**Set task**. Output the records exactly. Include every line.

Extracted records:
■ ■ ■ ■
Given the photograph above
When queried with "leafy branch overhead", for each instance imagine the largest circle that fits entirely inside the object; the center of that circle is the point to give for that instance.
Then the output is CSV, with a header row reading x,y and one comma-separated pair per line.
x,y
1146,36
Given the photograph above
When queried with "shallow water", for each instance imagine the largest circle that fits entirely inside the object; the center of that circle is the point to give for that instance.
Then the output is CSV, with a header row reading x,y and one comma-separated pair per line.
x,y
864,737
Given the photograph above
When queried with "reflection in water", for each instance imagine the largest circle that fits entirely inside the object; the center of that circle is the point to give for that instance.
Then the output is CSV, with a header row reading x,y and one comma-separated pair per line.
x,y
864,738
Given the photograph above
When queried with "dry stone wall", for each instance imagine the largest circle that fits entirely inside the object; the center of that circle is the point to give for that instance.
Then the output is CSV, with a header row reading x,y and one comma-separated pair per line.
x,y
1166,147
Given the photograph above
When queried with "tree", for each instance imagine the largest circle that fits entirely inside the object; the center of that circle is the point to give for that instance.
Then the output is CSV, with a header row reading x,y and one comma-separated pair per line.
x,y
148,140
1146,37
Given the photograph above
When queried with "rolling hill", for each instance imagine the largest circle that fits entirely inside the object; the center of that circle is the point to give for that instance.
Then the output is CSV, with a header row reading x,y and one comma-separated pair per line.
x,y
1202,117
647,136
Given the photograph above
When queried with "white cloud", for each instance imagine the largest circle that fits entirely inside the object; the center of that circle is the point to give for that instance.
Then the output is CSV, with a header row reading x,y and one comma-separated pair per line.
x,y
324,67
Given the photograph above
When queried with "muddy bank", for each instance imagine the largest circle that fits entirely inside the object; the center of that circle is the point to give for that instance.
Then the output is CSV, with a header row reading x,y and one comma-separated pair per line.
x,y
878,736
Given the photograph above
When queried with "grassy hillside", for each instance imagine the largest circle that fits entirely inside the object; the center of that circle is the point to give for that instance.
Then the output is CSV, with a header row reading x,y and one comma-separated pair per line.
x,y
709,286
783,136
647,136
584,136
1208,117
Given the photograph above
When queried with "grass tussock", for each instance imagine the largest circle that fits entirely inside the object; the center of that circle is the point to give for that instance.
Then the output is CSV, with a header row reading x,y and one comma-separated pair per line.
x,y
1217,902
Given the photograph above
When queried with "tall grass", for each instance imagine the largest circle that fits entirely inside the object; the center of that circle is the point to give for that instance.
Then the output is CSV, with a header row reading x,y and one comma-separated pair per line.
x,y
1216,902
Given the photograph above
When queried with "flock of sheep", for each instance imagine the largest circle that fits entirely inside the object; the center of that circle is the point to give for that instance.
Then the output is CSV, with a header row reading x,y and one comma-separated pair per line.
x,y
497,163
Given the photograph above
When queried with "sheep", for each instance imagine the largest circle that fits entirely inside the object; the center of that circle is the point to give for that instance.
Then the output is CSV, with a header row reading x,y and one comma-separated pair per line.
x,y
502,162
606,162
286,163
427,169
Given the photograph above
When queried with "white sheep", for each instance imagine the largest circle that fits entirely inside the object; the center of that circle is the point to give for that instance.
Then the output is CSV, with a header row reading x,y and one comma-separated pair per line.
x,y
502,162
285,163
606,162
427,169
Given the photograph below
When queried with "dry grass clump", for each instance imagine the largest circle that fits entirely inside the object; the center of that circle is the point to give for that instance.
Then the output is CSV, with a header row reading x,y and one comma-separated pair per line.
■ ■ ■ ■
**Written response**.
Given the photograph above
When queried with "leafy branch overhead", for each instance imagine the largest circle that fits entirely inside the object; the center of that circle is the point to give for that instance.
Then the output is CSV, with a header row reading x,y and one comma-separated pair per line.
x,y
1146,36
Given the photograph above
When queried with "shallow water", for each instance imagine the largest circle that fits entirely inside the object; the center of that circle is the point to give for that instance.
Then the output is CSV, with a header row reading x,y and one comma-separated pair per line.
x,y
864,737
Given the photograph above
When queried with "reflection in water", for each instance imagine the largest circle that fits entirely inside the object; the center of that circle is the point to give for that instance.
Then the output is CSV, with a header row reading x,y and one comma-separated pair per line.
x,y
864,738
Given the photograph above
When queried with "dry stone wall", for each instance imagine the largest circle that fits entirely inside the object; the center of that circle is the point to give for that instance.
Then the output is CSV, with a header row reading x,y and one comma-separated pair per line.
x,y
1166,147
Given the photograph above
When queried with "tree", for each instance imagine the largest circle that fits entirely inside the object; the center of that circle is the point to give for that instance.
Then the output is CSV, with a header row reading x,y and one comma-separated pair per line.
x,y
148,140
1146,37
Given the photograph above
When queried with "rolling hill", for each instance imagine the largest circle that fits entirely inside the object; the center of that circle is the point to give for that instance.
Then the output is CSV, with a header row reading x,y and one comma-separated pair per line.
x,y
1202,117
647,136
Given the photograph above
When queried with "white cloud", for each instance imagine the largest circle that fits entirely inside the object; the center of that circle is the point to give for that instance.
Then the output is CSV, with a header row reading x,y and one comma-separated pair per line.
x,y
324,67
Given the photograph above
When queried with "muddy bank", for each instance imagine the largest circle that fits entirely inside the object; the center of that circle is the point to give for that instance.
Then the output is CSV, with a header row reading x,y and one comma-separated pair per line.
x,y
878,736
Given the photograph above
When queried with "grassy hillside", for each instance imagine the largest circle that fits entirely inside the object; the center of that circle is the point to give for that instance.
Then the output is CSV, with a header row reading x,y and one comma-separated pair per line.
x,y
709,286
783,136
647,136
584,136
1208,117
Given the photograph above
When queried with "grass tussock", for each instance imagine the largest circle that fits entirely inside the object; the center of that circle is the point to give for that instance.
Then the output is CSV, with a header row reading x,y and one comma-separated pair per line.
x,y
1217,902
Given the photograph above
When queried with "tall grass", for each instance imagine the largest circle that fits entirely inside the object; the center of that circle is the point to give for that instance.
Then the output is CSV, with a header row reading x,y and one comma-separated pair per line.
x,y
1216,902
Given the photograph above
When queried with "flock of sheep", for each instance imagine the largest circle that fits entirely inside the object; the center of that circle is the point to give for that instance.
Then the output is CSV, with a header row reading x,y and one comma-separated pair per line.
x,y
497,163
Given the photograph above
When queried with "sheep", for each instance imagine the largest circle that fits entirely inside the object; the center of that circle is the point to give for that instance.
Then the output is CSV, with a header row reading x,y and one comma-separated pair per line.
x,y
502,162
606,162
286,163
427,169
Given the photograph above
When queried with "white sheep", for each instance imagine the largest circle that fits entirely inside the object; the center of that circle is the point to give for that instance.
Then the output is CSV, with a header row reading x,y and one comma-separated pair per line.
x,y
502,162
285,163
606,162
427,169
Given the photograph below
When queried with "dry grass clump", for each instance imagine the largest circle that fits entirely inside the object; the center of that circle is the point to give for that instance.
Then the output is CSV, with a header row reading x,y and one comma-separated pair per line.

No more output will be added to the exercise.